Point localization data
:::::

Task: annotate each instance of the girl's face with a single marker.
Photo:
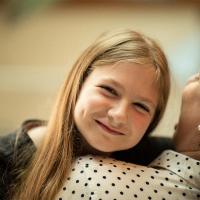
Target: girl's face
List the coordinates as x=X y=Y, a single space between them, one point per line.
x=116 y=105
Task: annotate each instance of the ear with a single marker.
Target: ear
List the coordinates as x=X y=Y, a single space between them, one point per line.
x=37 y=135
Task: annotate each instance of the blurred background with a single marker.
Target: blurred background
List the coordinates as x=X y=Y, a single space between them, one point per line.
x=41 y=39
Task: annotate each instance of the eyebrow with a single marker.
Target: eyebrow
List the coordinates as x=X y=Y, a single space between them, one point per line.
x=118 y=85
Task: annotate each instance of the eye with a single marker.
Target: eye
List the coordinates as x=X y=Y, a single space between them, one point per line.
x=142 y=107
x=109 y=90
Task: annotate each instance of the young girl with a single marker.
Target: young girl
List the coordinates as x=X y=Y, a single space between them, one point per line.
x=114 y=95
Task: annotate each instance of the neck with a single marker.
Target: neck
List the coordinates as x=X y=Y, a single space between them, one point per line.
x=192 y=154
x=81 y=147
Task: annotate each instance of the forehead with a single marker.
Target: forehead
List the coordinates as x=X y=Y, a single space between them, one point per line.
x=135 y=79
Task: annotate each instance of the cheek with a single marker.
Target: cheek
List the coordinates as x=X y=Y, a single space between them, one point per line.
x=89 y=103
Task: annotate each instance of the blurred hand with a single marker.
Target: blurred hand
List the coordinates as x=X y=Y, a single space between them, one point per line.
x=187 y=135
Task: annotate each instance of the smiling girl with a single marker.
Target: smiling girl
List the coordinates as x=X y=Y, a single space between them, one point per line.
x=115 y=95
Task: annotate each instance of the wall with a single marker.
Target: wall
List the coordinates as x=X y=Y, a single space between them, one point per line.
x=37 y=51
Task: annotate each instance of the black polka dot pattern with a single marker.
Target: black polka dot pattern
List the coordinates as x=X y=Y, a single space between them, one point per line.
x=100 y=178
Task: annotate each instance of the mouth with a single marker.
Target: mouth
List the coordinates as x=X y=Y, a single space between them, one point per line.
x=108 y=129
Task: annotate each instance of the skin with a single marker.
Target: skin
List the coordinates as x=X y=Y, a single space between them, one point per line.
x=187 y=135
x=116 y=104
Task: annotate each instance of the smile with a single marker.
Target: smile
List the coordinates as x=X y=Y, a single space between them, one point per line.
x=107 y=129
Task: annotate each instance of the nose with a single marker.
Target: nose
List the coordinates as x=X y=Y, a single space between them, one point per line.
x=118 y=114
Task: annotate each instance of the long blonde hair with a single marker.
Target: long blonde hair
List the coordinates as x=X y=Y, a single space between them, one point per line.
x=52 y=162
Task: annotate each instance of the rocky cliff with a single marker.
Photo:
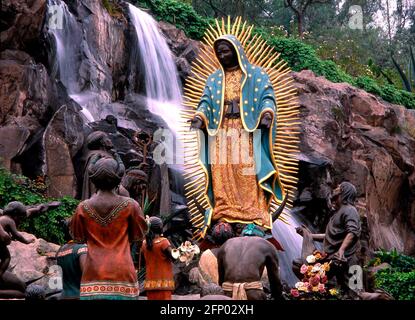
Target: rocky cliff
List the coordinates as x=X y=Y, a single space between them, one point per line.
x=347 y=134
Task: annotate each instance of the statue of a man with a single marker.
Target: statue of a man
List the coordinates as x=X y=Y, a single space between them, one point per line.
x=10 y=285
x=135 y=181
x=241 y=278
x=100 y=146
x=341 y=239
x=237 y=101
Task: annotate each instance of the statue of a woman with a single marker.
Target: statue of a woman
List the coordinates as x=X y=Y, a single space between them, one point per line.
x=238 y=100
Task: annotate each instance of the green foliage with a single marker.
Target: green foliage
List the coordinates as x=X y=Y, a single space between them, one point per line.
x=401 y=285
x=181 y=14
x=399 y=280
x=296 y=52
x=301 y=56
x=45 y=225
x=408 y=79
x=397 y=261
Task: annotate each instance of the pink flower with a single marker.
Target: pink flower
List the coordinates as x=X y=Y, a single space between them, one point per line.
x=303 y=269
x=295 y=293
x=315 y=280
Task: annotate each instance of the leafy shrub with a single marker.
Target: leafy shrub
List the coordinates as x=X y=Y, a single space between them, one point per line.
x=399 y=280
x=45 y=225
x=181 y=14
x=299 y=55
x=401 y=285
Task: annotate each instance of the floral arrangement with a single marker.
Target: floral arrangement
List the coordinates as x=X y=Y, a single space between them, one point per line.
x=315 y=278
x=185 y=252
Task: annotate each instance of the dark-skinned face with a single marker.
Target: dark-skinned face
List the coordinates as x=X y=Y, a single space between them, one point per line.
x=107 y=143
x=226 y=55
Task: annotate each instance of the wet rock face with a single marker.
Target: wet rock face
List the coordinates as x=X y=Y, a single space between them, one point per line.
x=33 y=262
x=28 y=99
x=22 y=23
x=184 y=49
x=348 y=134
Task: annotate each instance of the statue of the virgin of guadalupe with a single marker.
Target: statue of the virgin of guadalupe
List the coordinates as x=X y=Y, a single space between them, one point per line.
x=242 y=163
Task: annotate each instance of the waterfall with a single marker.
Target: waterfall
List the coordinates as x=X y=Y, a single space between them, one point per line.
x=160 y=72
x=67 y=36
x=291 y=242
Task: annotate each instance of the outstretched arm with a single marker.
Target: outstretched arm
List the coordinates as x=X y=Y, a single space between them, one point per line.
x=167 y=253
x=271 y=264
x=221 y=267
x=345 y=244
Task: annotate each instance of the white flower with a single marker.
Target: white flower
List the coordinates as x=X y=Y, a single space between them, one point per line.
x=311 y=259
x=315 y=269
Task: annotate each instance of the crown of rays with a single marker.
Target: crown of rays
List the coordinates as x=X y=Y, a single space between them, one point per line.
x=286 y=148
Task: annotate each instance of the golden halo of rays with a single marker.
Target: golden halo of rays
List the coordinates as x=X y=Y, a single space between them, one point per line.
x=286 y=148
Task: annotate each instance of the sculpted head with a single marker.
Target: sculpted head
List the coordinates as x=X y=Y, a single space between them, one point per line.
x=135 y=180
x=15 y=209
x=156 y=225
x=221 y=232
x=211 y=289
x=345 y=193
x=106 y=174
x=226 y=54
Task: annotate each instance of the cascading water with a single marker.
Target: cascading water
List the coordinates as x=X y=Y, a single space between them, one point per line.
x=160 y=73
x=68 y=37
x=291 y=242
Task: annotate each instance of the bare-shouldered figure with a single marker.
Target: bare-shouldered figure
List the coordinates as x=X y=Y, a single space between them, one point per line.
x=10 y=285
x=241 y=262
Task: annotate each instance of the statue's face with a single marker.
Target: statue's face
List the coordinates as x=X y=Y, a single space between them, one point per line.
x=336 y=198
x=107 y=143
x=226 y=54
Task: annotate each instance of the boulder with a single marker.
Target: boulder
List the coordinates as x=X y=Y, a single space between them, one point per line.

:::::

An exact copy of the lines above between the line holding "Task: annotate each instance of the blurred hand" and the line holding "Target: wall", inclusive, is the whole answer.

Task: annotate each instance of the blurred hand with a single marker.
Target: blurred hand
List the coordinates as x=X y=Y, a single space between them, one point per line.
x=187 y=135
Task: annotate each instance of the smiling girl with a single marker.
Target: smiling girl
List the coordinates as x=X y=Y, a single space between them, one point per line.
x=115 y=95
Task: annotate each instance of the wall with a single marker.
Target: wall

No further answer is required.